■ **Exercise task**:
Copy only this range: the line with "Q: For every instance of the moose body" through the final line of the material, inclusive at both ends.

Stored data
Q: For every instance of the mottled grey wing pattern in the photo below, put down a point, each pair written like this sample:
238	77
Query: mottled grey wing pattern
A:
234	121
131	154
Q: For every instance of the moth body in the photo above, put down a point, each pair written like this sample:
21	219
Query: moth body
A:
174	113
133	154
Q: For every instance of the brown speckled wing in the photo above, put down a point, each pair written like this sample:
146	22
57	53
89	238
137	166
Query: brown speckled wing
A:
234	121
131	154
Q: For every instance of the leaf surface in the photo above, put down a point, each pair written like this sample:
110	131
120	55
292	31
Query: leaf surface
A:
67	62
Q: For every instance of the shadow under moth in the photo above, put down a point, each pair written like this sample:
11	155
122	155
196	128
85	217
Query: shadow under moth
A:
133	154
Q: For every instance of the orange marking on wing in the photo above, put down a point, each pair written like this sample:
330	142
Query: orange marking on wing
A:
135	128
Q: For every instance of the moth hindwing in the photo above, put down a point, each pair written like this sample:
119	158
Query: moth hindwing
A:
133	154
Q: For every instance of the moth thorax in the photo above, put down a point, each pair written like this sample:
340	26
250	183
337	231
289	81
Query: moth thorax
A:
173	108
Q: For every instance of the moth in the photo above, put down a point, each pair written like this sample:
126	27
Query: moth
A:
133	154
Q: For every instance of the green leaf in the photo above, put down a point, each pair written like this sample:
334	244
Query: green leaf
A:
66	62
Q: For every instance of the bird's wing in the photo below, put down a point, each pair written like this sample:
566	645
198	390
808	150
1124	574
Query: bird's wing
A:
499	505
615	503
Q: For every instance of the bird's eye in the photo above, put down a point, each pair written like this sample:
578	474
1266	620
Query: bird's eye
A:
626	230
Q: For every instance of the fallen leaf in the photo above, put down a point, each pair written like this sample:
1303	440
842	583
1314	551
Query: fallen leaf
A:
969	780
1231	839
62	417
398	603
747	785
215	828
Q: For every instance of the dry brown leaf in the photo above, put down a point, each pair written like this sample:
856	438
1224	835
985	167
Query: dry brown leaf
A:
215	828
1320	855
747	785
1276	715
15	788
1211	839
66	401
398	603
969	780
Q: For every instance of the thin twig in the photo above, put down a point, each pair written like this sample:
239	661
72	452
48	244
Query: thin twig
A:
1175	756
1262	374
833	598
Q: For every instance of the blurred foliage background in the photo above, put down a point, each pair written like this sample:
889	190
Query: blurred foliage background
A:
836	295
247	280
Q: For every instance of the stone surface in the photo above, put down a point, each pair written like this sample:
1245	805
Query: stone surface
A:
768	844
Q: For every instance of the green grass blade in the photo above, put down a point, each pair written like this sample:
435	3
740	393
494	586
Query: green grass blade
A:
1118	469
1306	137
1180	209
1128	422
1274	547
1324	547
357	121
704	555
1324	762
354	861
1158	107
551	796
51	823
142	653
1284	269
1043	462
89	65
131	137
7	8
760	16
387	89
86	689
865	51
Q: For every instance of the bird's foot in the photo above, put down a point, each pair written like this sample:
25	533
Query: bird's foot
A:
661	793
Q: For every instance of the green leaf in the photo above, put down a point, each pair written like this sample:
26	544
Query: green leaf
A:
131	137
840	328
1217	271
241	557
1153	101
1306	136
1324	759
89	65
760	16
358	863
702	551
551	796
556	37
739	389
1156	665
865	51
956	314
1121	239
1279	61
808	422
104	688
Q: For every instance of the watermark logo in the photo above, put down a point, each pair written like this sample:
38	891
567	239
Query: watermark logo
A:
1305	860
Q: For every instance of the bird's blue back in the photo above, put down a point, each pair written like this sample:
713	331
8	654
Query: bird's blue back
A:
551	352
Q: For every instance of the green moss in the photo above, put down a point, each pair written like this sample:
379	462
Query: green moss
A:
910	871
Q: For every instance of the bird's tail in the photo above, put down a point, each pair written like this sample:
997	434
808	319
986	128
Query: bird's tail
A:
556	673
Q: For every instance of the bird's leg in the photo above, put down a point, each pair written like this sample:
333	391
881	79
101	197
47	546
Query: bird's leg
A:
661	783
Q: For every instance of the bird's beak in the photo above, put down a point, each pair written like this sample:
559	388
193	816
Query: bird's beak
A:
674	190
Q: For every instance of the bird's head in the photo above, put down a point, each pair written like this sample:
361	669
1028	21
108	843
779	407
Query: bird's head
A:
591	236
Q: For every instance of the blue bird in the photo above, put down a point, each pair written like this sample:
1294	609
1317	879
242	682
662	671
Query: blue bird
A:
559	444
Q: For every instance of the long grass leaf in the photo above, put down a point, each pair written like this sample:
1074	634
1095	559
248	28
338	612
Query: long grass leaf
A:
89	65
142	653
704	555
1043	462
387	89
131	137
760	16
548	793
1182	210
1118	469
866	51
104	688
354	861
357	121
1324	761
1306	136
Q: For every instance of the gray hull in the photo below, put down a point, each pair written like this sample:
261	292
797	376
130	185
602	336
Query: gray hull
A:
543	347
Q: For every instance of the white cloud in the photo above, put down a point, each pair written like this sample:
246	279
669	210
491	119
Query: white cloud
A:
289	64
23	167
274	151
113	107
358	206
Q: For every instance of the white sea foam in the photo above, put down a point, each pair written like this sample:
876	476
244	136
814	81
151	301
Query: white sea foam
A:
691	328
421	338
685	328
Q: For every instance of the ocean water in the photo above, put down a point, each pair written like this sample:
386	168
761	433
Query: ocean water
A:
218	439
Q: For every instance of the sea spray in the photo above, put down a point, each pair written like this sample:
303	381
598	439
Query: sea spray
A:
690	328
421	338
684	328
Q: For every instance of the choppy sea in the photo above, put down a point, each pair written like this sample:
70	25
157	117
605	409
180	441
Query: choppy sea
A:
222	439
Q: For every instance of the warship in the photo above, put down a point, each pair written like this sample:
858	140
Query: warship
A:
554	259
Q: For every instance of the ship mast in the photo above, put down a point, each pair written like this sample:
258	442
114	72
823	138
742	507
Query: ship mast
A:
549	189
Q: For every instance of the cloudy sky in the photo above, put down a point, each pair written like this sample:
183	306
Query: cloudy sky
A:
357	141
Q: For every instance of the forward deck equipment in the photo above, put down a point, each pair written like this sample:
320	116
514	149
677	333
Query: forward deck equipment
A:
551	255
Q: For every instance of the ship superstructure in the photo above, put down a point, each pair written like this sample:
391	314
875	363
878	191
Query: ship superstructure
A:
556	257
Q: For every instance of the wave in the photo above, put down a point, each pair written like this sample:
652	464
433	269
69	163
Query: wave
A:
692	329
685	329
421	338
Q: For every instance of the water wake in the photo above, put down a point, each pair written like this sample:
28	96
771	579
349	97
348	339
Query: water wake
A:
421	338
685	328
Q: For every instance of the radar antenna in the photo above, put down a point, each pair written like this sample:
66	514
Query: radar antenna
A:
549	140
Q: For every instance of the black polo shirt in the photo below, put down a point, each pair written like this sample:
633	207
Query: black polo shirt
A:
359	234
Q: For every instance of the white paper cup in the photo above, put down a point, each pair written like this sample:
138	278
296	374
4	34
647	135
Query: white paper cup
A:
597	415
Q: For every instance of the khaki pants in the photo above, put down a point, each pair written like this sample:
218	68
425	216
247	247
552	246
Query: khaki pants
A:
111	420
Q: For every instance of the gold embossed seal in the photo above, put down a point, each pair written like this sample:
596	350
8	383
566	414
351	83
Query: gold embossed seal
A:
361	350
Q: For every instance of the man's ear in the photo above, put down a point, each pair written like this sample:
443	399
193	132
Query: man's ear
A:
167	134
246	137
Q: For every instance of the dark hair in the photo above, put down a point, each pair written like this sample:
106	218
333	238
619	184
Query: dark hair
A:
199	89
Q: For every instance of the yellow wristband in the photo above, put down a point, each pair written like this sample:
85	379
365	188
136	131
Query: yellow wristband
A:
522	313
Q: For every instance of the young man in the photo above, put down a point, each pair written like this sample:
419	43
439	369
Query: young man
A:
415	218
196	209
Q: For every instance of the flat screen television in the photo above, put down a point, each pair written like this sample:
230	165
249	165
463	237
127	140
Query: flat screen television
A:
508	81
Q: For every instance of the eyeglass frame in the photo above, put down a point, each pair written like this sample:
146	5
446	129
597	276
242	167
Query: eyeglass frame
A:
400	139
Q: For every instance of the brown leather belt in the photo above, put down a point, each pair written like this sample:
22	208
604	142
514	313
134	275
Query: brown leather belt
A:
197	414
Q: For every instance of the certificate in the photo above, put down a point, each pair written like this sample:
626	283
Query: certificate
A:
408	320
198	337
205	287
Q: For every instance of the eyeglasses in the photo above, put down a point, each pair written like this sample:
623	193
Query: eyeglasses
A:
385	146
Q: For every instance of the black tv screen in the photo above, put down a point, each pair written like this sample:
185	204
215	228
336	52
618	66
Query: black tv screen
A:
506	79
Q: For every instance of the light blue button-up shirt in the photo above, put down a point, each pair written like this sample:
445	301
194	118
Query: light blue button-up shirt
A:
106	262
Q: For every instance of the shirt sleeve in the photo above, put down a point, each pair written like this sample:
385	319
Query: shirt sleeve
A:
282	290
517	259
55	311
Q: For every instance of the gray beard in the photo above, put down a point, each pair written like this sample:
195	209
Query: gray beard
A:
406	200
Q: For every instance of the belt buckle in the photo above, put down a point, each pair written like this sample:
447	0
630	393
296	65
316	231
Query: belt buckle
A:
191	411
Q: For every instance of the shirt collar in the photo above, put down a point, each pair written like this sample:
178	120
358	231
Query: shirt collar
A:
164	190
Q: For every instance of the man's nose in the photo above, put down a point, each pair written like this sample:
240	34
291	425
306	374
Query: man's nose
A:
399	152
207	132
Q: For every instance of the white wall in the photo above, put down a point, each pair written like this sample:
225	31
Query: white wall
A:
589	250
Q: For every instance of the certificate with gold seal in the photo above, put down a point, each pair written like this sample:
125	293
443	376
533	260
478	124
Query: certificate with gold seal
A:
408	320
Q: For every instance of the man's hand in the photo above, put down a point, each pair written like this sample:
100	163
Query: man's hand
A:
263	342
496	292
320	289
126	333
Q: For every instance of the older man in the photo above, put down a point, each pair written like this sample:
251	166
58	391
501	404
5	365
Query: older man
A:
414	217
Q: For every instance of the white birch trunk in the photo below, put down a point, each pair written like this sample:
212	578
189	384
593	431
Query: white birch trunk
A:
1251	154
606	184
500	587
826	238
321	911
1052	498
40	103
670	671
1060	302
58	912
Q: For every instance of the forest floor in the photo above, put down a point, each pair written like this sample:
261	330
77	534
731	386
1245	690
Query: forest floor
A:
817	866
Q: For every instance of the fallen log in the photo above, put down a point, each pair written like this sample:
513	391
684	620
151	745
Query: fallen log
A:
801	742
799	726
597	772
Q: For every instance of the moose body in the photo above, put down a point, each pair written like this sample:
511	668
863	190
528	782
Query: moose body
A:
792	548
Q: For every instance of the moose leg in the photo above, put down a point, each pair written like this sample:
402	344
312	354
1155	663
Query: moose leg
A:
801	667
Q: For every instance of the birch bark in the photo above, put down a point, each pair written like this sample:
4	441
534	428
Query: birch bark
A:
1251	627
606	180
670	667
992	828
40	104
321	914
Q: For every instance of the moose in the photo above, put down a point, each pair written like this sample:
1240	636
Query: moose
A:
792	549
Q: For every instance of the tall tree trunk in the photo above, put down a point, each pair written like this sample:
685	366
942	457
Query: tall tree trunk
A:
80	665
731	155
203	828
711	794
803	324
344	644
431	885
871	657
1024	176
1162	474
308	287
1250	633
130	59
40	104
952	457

■ **Answer to the problem**:
Q: For every instance of the moose body in the photo above, put down a point, each pair written like this sample:
511	668
863	190
528	782
Query: moose body
A:
792	548
Q: For every instance of the moose leg in the photo above, put down a point, each pair written like this sample:
402	344
312	354
1155	663
Query: moose leg
A:
801	667
Q: For every instance of the birch bark in the photo above, put down a point, each pair written like this sample:
4	441
534	428
Query: birch bark
A:
1251	627
606	180
670	667
992	828
40	104
321	914
Q: For every instance of the moose in the photo above, put down a point, each pair written like this sample:
1240	636
Query: moose
A:
792	549
Q: For every instance of the tall tree trunk in the photo above, put down a point, each pair written like this sample:
685	366
942	457
Query: tall tree trunk
A:
80	665
731	155
203	828
711	794
803	324
344	644
431	885
871	657
1024	176
1162	474
308	287
1250	633
130	59
40	104
952	457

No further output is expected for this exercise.